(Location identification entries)
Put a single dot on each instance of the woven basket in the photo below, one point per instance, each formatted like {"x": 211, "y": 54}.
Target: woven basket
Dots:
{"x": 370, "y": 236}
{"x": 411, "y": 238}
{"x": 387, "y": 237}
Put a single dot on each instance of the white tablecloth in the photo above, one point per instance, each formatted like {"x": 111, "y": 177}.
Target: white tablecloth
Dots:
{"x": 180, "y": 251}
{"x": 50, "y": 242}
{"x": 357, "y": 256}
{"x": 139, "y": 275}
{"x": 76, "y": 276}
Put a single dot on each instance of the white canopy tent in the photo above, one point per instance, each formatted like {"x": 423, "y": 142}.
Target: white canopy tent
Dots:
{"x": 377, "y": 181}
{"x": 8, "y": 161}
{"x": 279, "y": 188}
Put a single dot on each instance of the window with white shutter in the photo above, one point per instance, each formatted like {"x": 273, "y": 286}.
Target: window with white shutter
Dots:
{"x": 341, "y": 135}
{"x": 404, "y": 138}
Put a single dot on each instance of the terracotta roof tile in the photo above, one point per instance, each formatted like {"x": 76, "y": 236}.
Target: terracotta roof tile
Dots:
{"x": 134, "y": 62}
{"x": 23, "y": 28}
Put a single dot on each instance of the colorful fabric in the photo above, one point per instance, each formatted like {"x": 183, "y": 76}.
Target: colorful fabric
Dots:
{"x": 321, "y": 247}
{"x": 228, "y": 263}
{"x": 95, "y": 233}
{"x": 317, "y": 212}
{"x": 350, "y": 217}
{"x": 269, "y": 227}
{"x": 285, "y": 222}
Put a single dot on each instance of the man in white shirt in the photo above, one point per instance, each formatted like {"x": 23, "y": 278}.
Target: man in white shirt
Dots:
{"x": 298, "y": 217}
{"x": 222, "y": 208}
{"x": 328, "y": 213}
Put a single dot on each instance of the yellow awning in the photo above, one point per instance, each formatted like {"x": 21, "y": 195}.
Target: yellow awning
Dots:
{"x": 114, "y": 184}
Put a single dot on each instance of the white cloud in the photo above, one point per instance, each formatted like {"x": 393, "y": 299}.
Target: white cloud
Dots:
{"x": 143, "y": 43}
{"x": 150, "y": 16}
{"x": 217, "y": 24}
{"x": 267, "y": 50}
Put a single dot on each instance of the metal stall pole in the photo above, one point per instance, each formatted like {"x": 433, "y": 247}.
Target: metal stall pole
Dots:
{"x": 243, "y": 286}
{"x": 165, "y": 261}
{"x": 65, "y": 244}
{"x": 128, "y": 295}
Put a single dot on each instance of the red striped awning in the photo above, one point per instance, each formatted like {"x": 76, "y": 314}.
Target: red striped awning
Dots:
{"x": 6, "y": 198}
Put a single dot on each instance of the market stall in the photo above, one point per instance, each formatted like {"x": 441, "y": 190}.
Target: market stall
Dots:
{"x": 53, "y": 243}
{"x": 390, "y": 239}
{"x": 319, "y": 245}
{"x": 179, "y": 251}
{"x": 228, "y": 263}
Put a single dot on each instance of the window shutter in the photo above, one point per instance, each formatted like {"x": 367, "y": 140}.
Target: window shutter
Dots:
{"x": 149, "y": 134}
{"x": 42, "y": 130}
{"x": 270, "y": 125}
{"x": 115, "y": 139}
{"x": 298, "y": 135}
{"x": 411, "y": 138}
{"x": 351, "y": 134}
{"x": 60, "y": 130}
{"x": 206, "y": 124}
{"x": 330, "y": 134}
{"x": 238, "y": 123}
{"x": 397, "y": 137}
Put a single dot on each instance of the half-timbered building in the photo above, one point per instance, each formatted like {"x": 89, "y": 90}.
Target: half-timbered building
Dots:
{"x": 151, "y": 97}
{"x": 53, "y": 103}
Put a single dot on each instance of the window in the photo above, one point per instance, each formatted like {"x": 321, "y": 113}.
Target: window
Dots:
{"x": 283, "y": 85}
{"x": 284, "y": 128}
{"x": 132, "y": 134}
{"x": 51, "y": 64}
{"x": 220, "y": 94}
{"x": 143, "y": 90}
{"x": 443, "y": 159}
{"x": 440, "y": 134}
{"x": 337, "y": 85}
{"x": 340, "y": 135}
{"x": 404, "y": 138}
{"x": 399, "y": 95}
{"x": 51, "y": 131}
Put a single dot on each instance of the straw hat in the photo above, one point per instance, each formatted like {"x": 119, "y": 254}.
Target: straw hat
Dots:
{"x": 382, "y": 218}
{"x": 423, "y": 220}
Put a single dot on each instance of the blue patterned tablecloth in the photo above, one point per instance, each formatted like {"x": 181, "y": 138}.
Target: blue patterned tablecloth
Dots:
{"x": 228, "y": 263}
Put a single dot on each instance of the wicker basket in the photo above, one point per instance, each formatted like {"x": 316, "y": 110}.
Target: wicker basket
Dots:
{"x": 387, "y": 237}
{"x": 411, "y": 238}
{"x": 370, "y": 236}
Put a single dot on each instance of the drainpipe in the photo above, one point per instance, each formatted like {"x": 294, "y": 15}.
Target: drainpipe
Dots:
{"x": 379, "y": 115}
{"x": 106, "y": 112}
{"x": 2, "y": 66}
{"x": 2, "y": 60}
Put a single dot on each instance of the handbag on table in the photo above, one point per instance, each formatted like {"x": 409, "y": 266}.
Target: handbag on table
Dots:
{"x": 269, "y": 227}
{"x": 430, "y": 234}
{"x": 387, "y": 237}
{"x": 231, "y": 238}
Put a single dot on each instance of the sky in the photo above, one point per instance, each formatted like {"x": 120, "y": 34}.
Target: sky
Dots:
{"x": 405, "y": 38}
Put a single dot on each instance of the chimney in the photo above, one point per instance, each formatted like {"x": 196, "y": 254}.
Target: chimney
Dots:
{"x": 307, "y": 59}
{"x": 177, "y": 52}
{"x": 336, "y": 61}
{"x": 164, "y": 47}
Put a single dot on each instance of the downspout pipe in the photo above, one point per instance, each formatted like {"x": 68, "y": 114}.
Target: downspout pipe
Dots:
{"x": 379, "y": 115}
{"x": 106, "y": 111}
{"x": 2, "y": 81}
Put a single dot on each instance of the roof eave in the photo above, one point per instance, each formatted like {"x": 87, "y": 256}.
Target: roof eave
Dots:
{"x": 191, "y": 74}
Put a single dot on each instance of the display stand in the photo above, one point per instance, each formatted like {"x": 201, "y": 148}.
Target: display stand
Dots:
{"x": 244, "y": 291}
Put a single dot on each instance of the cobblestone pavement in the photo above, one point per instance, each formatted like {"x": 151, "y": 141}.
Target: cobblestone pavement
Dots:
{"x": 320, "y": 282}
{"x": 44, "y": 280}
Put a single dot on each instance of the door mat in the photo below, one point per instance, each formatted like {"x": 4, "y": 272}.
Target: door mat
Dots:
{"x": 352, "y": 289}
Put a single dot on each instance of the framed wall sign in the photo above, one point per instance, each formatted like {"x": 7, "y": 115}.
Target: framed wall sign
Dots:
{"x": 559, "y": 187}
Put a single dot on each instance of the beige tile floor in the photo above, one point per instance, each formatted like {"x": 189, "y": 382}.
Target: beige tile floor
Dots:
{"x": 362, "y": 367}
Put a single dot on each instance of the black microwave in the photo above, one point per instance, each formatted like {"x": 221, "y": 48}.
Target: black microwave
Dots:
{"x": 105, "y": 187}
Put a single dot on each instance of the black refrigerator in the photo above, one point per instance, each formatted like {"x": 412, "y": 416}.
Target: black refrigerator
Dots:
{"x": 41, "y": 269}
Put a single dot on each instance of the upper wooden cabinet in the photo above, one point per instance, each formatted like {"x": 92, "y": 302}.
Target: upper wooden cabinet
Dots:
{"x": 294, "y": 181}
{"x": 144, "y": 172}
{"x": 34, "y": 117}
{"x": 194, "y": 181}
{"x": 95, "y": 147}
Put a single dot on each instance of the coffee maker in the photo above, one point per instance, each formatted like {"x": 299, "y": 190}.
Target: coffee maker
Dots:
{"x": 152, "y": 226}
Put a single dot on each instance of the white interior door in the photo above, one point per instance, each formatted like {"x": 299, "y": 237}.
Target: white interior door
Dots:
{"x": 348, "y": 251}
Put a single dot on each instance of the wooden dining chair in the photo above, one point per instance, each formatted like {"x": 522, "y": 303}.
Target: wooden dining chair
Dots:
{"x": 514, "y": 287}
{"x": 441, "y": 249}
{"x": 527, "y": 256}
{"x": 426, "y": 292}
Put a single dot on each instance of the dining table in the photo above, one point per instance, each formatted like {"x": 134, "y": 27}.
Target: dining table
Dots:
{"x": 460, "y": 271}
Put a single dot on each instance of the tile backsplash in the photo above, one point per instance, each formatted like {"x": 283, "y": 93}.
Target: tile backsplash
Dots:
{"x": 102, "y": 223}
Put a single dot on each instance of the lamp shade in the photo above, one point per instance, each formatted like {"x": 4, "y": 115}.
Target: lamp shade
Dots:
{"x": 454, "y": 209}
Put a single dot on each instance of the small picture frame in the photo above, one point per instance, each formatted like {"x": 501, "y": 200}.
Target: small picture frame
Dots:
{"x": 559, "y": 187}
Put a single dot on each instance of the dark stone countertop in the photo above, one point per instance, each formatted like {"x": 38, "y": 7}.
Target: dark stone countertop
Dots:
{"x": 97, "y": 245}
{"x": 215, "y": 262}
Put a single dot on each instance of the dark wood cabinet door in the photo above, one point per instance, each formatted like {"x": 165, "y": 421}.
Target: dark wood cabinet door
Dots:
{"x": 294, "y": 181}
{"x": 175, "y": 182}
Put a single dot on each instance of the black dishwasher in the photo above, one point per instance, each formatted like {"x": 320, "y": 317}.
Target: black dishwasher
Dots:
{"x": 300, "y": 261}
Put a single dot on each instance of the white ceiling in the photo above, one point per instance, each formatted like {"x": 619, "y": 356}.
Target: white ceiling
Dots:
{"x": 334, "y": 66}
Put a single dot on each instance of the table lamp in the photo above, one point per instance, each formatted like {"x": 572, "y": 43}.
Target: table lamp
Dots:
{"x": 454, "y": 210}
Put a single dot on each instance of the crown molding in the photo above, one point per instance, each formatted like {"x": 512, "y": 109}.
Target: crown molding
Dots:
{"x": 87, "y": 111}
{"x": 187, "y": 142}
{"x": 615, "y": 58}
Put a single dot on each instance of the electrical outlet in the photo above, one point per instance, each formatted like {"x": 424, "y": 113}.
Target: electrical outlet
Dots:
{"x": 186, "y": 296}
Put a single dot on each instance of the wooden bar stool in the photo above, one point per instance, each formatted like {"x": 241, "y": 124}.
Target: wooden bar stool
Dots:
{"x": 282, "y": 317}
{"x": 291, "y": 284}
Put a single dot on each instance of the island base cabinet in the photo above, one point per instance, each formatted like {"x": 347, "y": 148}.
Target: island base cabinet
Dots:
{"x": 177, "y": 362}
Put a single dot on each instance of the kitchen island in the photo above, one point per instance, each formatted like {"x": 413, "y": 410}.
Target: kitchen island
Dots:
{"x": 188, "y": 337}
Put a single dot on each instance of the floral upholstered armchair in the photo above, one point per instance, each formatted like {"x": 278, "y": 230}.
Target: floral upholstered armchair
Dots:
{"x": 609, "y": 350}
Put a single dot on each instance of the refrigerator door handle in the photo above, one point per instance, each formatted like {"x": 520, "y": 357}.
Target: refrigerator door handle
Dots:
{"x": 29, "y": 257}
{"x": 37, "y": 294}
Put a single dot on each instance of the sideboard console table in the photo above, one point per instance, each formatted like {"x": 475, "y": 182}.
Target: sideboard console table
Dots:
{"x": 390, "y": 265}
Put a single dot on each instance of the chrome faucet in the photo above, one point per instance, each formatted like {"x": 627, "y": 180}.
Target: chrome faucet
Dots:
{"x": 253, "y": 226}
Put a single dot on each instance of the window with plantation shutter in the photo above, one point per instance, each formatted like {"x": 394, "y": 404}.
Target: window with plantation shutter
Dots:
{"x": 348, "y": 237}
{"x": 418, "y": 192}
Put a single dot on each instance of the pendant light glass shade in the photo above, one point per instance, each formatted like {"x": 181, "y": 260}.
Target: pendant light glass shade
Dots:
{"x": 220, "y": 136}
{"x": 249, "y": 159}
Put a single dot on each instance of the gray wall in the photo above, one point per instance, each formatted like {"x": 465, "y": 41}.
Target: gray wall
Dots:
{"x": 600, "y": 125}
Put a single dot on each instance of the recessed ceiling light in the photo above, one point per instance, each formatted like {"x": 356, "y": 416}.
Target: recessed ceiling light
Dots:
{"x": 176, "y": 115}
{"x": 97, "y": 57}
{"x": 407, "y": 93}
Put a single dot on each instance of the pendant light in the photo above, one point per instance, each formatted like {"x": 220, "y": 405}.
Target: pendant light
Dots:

**Exercise directions:** Give back the lines above exactly, from the one with "Put a single dot on each instance of the chrome" through the last line.

**Right answer:**
Put a single dot on each instance of the chrome faucet in the photo above, one point per instance, each formatted like {"x": 627, "y": 180}.
Target: chrome faucet
Dots:
{"x": 253, "y": 226}
Put a single dot on each instance of the window with plantation shutter in the photo above, one point per instance, each formatted like {"x": 394, "y": 404}.
Target: window with plantation shutter
Dots:
{"x": 348, "y": 237}
{"x": 418, "y": 192}
Put a single dot on each instance of the pendant light glass shade in the photo above, one point per instance, each formatted like {"x": 181, "y": 260}.
Target: pendant light glass shade
Dots:
{"x": 220, "y": 136}
{"x": 249, "y": 159}
Put a single dot on each instance of the gray wall in the photo above, one point per instance, each formatted like {"x": 465, "y": 41}.
Target: gray wall
Dots:
{"x": 600, "y": 125}
Put a single dot on each instance of the recessed ceiling light in the photo above, one point per instance, each formatted like {"x": 356, "y": 416}.
Target: recessed ceiling light
Dots:
{"x": 176, "y": 115}
{"x": 97, "y": 57}
{"x": 407, "y": 93}
Put a single dot on each instance of the pendant light in the photo above, one point per instance, each formatted like {"x": 220, "y": 405}.
Target: pendant light
Dots:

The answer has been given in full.